All of the entries below are to be copied without any alteration.
━━━━
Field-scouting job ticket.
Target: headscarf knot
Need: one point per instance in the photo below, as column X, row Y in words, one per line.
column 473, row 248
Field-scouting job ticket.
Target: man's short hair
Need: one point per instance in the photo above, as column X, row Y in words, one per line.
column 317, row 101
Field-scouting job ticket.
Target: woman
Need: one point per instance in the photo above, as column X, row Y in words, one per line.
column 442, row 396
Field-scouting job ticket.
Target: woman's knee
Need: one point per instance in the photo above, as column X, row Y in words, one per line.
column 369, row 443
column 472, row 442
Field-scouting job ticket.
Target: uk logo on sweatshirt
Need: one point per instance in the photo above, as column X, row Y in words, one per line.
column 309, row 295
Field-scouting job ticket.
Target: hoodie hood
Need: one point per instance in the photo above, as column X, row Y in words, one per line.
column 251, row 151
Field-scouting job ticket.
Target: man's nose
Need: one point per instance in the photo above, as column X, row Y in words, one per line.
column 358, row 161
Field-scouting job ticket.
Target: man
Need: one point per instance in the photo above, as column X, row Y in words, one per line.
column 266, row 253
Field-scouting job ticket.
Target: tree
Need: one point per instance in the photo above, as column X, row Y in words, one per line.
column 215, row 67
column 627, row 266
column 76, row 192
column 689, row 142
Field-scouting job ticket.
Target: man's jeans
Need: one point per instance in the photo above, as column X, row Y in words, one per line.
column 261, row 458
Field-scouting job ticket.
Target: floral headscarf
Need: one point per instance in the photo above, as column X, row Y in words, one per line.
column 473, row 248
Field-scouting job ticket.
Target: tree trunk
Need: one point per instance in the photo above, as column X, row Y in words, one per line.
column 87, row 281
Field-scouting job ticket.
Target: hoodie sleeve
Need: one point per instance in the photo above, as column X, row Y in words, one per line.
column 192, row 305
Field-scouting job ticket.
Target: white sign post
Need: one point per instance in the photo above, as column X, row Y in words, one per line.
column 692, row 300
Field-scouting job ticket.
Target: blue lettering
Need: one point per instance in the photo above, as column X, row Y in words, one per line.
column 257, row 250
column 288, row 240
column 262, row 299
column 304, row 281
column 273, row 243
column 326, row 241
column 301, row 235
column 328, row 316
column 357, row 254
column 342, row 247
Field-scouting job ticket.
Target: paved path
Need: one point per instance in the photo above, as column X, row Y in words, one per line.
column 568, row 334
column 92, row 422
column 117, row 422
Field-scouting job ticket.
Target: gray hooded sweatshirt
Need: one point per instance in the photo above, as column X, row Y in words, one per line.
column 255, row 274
━━━━
> Result:
Field-scouting job ticket.
Target: headscarf knot
Need: one point per instance in the photo below, as column X, row Y in words, one per line.
column 473, row 248
Field-scouting job ticket.
Target: man's short hair
Need: one point per instance in the photo above, as column X, row Y in words, one per line.
column 317, row 101
Field-scouting job ticket.
Target: woman
Need: one point per instance in the photo above, as column X, row Y in words, one per line.
column 442, row 396
Field-scouting job ticket.
Target: woman's knee
Need: one point per instance in the photo above, as column X, row Y in words, one per line.
column 369, row 443
column 472, row 442
Field-scouting job ticket.
Target: uk logo on sweatshirt
Need: one point per instance in the photo above, as column X, row Y in words, one per line.
column 309, row 295
Field-scouting job ticket.
Target: hoodie hood
Need: one point per instance in the photo above, as column X, row Y in words, one per line.
column 251, row 151
Field-scouting job ticket.
Target: man's nose
Need: one point per instance in the photo above, as column X, row Y in words, one per line.
column 358, row 161
Field-scouting job ticket.
Target: man
Need: one point per instance in the photo above, as column X, row Y in words, one per line.
column 266, row 253
Field-scouting job ticket.
Target: tree
Need: one point per instance in the photo above, as column X, row Y in words, one per line.
column 215, row 67
column 627, row 266
column 76, row 192
column 689, row 142
Field-scouting job ticket.
Target: man's jeans
Need: one point per instance in the photo above, as column X, row Y in words, one per line.
column 261, row 458
Field-scouting job ticket.
Target: floral headscarf
Need: one point per instance in the photo above, as column X, row Y in words, one per line.
column 473, row 248
Field-scouting job ticket.
Target: tree trunk
Need: one point per instance in the photo above, as column X, row Y in words, one per line.
column 87, row 281
Field-scouting job ticket.
Target: hoodie sleeve
Need: one point per instance in the photo above, as column X, row Y in words, one per line.
column 192, row 305
Field-scouting job ticket.
Target: white sign post
Need: one point per instance in the photo above, as column X, row Y in words, one per line.
column 692, row 300
Field-scouting job ticket.
Target: blue lettering
Need: one point per instance in the photo above, as column X, row Y in words, one per line.
column 257, row 250
column 288, row 240
column 262, row 299
column 304, row 281
column 273, row 243
column 326, row 241
column 301, row 235
column 328, row 316
column 357, row 254
column 342, row 247
Field-scouting job ticket.
Target: paved path
Need: one point per instance in the photo above, as column X, row Y in words, one per line.
column 568, row 334
column 92, row 422
column 117, row 422
Field-scouting job ticket.
Target: gray hooded sweatshirt
Need: one point per instance in the photo above, as column X, row Y in words, one per line.
column 255, row 274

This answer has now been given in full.